Write out the full set of records below exactly.

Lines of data
==============================

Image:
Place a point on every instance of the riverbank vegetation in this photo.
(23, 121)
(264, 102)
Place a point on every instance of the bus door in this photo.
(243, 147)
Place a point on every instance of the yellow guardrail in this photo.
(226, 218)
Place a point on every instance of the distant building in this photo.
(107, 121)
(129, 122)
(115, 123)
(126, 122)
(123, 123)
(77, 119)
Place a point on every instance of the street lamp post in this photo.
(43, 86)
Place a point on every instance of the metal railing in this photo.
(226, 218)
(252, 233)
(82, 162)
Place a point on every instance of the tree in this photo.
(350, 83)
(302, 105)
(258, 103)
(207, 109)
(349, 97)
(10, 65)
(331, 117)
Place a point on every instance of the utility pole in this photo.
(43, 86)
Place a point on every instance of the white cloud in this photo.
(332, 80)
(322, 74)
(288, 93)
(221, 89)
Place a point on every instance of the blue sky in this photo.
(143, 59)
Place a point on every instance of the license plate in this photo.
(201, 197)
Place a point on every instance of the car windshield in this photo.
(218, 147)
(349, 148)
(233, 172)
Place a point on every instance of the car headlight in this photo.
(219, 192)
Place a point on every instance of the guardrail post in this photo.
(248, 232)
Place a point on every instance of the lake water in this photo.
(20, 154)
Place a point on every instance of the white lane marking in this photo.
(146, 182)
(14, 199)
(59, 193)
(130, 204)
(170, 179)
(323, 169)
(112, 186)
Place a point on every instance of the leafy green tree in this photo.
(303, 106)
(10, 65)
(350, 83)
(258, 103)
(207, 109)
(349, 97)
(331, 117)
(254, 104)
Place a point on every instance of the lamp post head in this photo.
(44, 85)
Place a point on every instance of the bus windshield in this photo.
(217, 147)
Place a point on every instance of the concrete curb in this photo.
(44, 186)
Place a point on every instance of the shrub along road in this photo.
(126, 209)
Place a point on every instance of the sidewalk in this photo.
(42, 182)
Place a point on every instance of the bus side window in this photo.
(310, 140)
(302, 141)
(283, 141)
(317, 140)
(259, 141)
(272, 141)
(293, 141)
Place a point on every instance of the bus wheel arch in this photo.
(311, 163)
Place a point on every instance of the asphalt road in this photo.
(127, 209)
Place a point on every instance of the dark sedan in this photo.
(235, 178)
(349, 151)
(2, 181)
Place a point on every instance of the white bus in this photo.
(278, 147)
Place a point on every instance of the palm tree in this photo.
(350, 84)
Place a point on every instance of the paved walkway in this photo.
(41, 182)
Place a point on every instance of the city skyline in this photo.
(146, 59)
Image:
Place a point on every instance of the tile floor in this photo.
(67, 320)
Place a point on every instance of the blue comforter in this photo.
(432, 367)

==============================

> _Solution_:
Image:
Place a point on every instance of the riverbank vegetation in this photo.
(23, 121)
(264, 102)
Place a point on every instance of the bus door in this photo.
(243, 147)
Place a point on every instance of the yellow guardrail in this photo.
(226, 218)
Place a point on every instance of the distant building in this photo.
(107, 121)
(129, 122)
(115, 123)
(126, 122)
(123, 123)
(77, 119)
Place a point on every instance of the street lamp post in this photo.
(43, 86)
Place a point on every instance of the metal railing in this photo.
(226, 218)
(252, 233)
(82, 162)
Place a point on every instance of the tree in this photo.
(350, 83)
(302, 105)
(258, 103)
(207, 109)
(349, 97)
(10, 65)
(331, 117)
Place a point on every instance of the utility pole in this photo.
(43, 86)
Place a point on every instance of the white cloud in this photo.
(332, 80)
(322, 74)
(288, 93)
(221, 89)
Place a point on every instance of the blue sky in this photo.
(143, 59)
Place a point on every instance of the license plate in this photo.
(201, 197)
Place a point on every instance of the car windshield in this photo.
(218, 147)
(349, 148)
(233, 172)
Place a point on every instance of the car headlight in this photo.
(219, 192)
Place a point on every instance of the guardrail post in this photo.
(248, 232)
Place a point on every instance of the lake water in this photo.
(20, 154)
Place a point on every instance of the white lane marking in this photo.
(146, 182)
(14, 199)
(59, 193)
(130, 204)
(170, 179)
(323, 169)
(112, 186)
Place a point on every instance of the leafy green tree in this photo.
(303, 106)
(10, 65)
(350, 83)
(258, 103)
(207, 109)
(349, 97)
(331, 117)
(254, 104)
Place a point on every instance of the lamp post head in this photo.
(44, 85)
Place a point on every instance of the bus windshield in this photo.
(217, 147)
Place a point on every instance of the concrete curb in this photo.
(44, 186)
Place a point on every instance of the shrub along road in this photo.
(126, 209)
Place a point on every instance of the sidewalk in this photo.
(42, 182)
Place a point on every instance of the bus side window in this photo.
(310, 140)
(302, 141)
(283, 141)
(317, 140)
(259, 141)
(272, 141)
(293, 141)
Place a point on every instance of the bus wheel arch in this photo.
(311, 163)
Place a point on every instance of the asphalt road in this photo.
(127, 209)
Place a point on every instance of the dark sedan in this photo.
(235, 178)
(349, 151)
(2, 181)
Place a point on every instance of the white bus in this photo.
(278, 147)
Place a point on every instance of the palm tree in this photo.
(350, 84)
Place a point on every instance of the paved walkway in this photo.
(41, 182)
Place a point on every instance of the city skyline in this photo.
(146, 59)
Image:
Place a point on every instance of the tile floor in this photo.
(67, 320)
Place a point on every instance of the blue comforter in this photo.
(432, 367)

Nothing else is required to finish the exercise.